DESCRIPTION OF THE TASK: Extend the forum thread about installing a satellite dish at a camper, picking up right after its last line.

-- begin GIVEN TEXT --

# Help with dish hd install



## Pointhunter75 (Sep 3, 2018)

I want to put up a dish hd dish at my camper which is in the middle of the woods. I got a free dish given to me. It has 2 lnbs, not 3 like mine at home. It'll be in 37376 zip code in Tennessee. I used an app and can see 110 119 129 great. The others are sketchy in the edge of trees. At home I'm on the 61.5 and the other 2 that go with it, with local hd, due to trees. I'd like to get local channels for college football for sure. I think I have to have3 lnbs for that. Not sure. I imagine locals are out of Chattanooga.
I'm thinking I need to order a 3 lnb for this. I ran an rg6 and it's about 200-250' to the only clearing. Will this be ok? I only want 1 coax from the dish. I'm wanting to order a used 222k twin tuner and have 2 tv's in the camper. 1 hd 1standard. I Need to know exactly what switches and lnb I need to get for this. It's 2.5hours drive from me and I'm only there on weekends with zero phone signal for internet. Critical that I get the correct things ordered asap so I have them by Friday evening when I head out. I'm gonna get it on the proper pole And correctly installed. In the pic I was Just trying to get a signal and making do with What I had there.





















. Thanks for any help!!! This is the lnb I got given to me.


----------



## P Smith (Jul 25, 2002)

check eBay for three sats LNBF 1000.2 for Western Arc [usually WA 1000.4 is more expensive]


----------



## Pointhunter75 (Sep 3, 2018)

P Smith said:


> check eBay for three sats LNBF 1000.2 for Western Arc [usually WA 1000.4 is more expensive]


So the 119 110 and 129 are western arc? Do I need to find out what the local channels are on for that zip? Seems like I read that locals are on 119 in some areas. Just trying to learn, not questioning your knowledge. Thanks


----------



## P Smith (Jul 25, 2002)

well, try James Long web site - URL in his signature


----------



## Pointhunter75 (Sep 3, 2018)

-- end GIVEN TEXT --
-- begin EXCERPTED RECORDS --

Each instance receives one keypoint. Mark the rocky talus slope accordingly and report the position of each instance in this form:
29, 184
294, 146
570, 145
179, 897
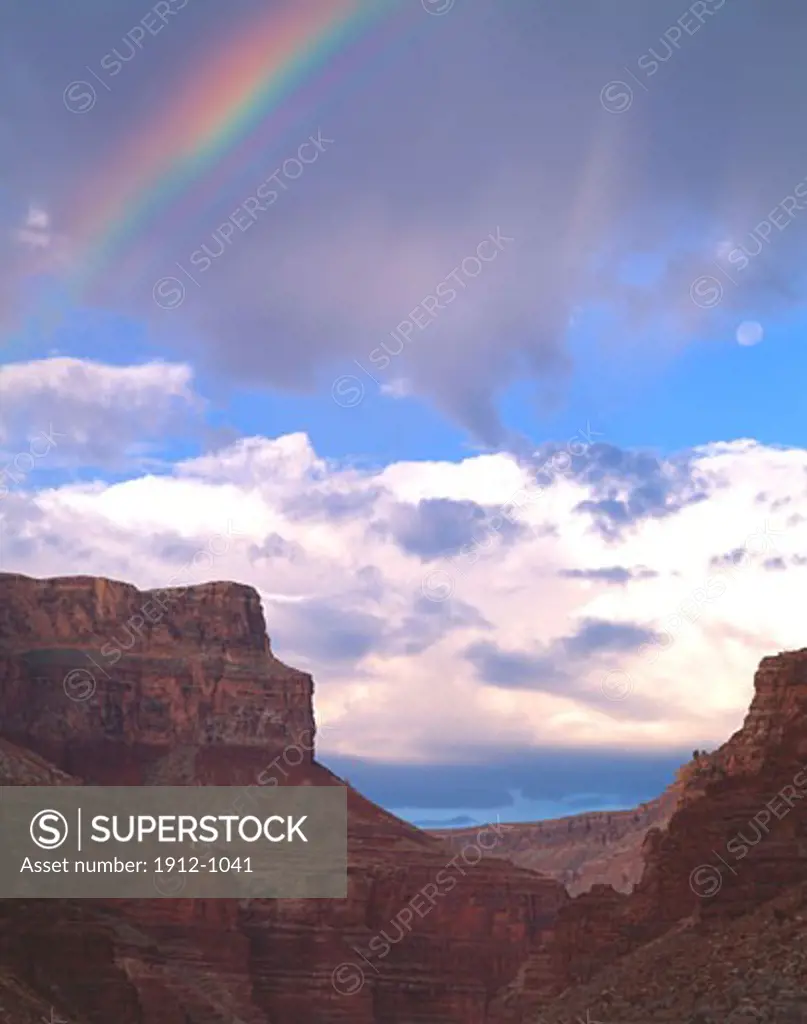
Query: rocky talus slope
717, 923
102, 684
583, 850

-- end EXCERPTED RECORDS --

THE RESPONSE:
If it says turbo hybrid is that ok?


----------



## scooper (Apr 22, 2002)

Assuming that your picture is a 1000.2 dish, and that is an EASTERN ARC 1000.2 LNB, you should be OK IF you can see 61.5 and 72.7 LNBs, AND your camper can see the same spotbeam as your home location. Since you have to drive 150 miles (approx) to your camper, this may not be the case. 77 on the Eastern Arc is used mostly for SD versions of the cable channels, although there were some locals that needed that in the past.

The other thing that might work is getting a Western Arc 1000.2 LNB (Western arc = 129,119, and 110).

www.dishpointer.com can tell you where to aim your camper dish to.


----------



## Pointhunter75 (Sep 3, 2018)

61.5 is in the trees up there. I'm gonna need to get a wa and do 110 119 and129. Now to the switch and coax question please. 200 to 250' ok? Do I just need a dp separator at the rear of the vip222k or 211k or whatever I order?? How will the extra fees be? $7 for the1extra receiver?


----------



## NYDutch (Dec 28, 2013)

Your ZIP is in the Nashville DMA, and the HD locals are on the western arc 129 sat and eastern arc 61.5 sat.


----------



## Pointhunter75 (Sep 3, 2018)

I've read online all day and still haven't figured this out. I know what lnb I need now but still don't understand what switch(s) to order. This seems like the second most basic setup you have after a single tv install. Nobody knows how?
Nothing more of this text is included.